> _What to produce_
Copy the records below from the line with "Return the polygon of every instance of the blue" up to and including the line with "204L227 199L221 192L219", and output nothing else.

> _Provided entries_
==*==

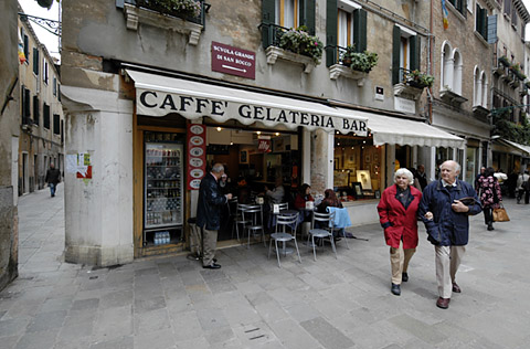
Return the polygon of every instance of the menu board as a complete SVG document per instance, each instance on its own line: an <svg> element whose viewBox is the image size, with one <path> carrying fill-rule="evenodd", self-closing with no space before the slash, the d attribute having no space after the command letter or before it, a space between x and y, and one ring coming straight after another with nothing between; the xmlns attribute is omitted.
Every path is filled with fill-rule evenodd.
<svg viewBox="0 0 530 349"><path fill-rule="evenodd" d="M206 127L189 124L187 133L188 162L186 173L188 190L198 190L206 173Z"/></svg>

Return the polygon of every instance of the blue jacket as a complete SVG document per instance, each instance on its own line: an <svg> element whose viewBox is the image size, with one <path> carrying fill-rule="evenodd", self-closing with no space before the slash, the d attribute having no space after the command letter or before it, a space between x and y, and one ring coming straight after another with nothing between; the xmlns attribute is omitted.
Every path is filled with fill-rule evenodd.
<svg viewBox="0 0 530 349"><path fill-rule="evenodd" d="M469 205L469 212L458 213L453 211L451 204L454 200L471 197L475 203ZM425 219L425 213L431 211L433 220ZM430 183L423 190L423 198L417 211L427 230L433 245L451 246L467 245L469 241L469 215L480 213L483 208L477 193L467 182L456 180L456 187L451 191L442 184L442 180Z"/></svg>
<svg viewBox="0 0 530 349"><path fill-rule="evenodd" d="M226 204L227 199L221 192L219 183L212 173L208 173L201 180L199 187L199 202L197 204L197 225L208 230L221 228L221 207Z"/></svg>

==*==

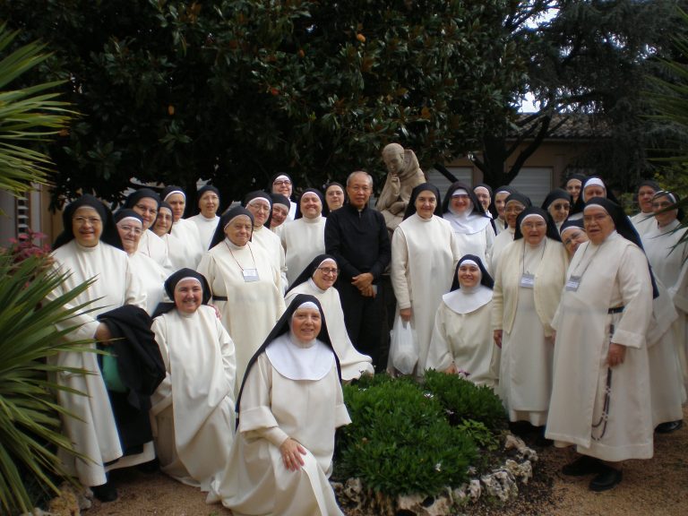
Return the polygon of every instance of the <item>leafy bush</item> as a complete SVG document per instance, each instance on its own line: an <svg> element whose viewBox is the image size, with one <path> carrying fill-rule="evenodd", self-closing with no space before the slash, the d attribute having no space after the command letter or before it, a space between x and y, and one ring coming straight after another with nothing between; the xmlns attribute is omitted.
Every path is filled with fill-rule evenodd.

==*==

> _Worked answer_
Return the polygon of every instance of the blue jacket as a complete SVG document per instance, each instance on its own line: an <svg> element whose viewBox is the image size, with one <path> carrying fill-rule="evenodd", self-closing with no space before the slash, the d attribute having no space after the command letter or before it, a space between x and y, and one ring coming straight after another with nothing between; the xmlns attribute is omitted.
Every path is filled with fill-rule evenodd.
<svg viewBox="0 0 530 349"><path fill-rule="evenodd" d="M469 205L469 212L458 213L453 211L451 204L454 200L471 197L475 203ZM425 219L425 213L431 211L433 220ZM430 183L423 190L423 198L417 211L427 230L433 245L451 246L467 245L469 241L469 215L480 213L483 208L477 193L467 182L456 180L456 187L451 191L442 184L442 180Z"/></svg>
<svg viewBox="0 0 530 349"><path fill-rule="evenodd" d="M226 204L227 199L221 192L219 183L212 173L208 173L201 180L199 187L199 202L197 204L197 225L208 230L221 228L221 207Z"/></svg>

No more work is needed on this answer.